— start of Records for this task —

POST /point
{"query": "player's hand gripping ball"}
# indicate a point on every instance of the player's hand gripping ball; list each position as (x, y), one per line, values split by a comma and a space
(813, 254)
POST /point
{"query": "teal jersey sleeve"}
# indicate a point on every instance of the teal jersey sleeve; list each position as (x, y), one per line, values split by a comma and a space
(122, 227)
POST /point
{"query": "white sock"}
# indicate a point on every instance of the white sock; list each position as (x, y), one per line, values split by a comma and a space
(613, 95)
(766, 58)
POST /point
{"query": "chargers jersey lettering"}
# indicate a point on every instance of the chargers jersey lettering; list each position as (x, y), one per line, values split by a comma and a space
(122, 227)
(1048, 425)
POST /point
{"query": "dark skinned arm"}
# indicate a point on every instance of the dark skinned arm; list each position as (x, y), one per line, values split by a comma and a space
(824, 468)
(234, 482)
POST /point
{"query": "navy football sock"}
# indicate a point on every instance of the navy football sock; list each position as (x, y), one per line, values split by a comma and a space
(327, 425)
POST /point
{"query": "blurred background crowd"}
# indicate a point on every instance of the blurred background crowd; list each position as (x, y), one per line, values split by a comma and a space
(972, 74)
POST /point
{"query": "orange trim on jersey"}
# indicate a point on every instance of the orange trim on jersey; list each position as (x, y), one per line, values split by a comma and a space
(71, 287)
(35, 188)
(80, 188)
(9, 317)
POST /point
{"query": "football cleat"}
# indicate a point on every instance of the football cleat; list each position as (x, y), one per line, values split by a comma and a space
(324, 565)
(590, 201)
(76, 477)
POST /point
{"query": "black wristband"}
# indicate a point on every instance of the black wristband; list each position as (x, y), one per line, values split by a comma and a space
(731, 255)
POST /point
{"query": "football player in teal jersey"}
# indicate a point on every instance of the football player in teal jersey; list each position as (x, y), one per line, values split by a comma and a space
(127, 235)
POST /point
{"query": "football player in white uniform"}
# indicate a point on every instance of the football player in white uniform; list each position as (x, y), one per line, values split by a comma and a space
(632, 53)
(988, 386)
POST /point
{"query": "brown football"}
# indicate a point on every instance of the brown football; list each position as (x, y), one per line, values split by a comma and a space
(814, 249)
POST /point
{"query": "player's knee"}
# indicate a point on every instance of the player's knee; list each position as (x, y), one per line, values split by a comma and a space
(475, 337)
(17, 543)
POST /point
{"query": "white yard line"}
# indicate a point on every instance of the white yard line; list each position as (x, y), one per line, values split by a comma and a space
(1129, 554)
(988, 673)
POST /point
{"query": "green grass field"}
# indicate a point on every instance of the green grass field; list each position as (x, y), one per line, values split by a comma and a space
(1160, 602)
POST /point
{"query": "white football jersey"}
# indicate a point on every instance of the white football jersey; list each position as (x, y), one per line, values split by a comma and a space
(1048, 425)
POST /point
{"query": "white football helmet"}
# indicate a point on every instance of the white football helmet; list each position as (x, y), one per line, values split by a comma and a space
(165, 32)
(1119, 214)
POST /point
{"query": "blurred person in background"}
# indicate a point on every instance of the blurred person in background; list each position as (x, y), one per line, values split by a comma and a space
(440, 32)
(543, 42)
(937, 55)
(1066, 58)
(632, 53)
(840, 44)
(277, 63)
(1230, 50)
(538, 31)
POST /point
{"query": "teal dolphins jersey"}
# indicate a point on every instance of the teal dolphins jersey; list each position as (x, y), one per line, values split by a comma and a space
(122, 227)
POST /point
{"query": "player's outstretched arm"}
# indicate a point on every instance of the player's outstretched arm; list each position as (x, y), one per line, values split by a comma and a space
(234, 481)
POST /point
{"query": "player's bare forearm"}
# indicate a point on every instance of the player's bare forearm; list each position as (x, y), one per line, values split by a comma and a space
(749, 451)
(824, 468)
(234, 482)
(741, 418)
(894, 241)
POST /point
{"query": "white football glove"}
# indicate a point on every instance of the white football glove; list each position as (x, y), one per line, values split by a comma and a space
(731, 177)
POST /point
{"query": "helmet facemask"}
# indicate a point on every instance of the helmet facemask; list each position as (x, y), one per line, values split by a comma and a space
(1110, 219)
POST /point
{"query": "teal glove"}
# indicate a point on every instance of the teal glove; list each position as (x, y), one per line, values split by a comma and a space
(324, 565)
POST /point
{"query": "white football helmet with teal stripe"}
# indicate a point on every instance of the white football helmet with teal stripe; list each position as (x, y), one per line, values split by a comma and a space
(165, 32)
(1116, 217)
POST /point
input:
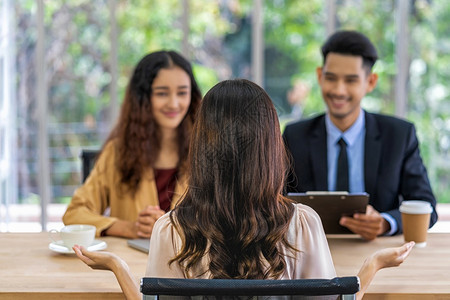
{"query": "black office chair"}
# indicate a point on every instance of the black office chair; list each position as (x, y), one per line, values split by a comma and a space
(88, 158)
(221, 289)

— end of Records for this task —

Which lines in the rows above contain the word "forearm"? Locate each one, treating uppercase and lowercase as different, and copy those lines in full.

{"query": "player's bare forearm"}
# indicate a point on every instance of the player's bare forearm; list each position as (x, y), one per line, values split by a comma and a space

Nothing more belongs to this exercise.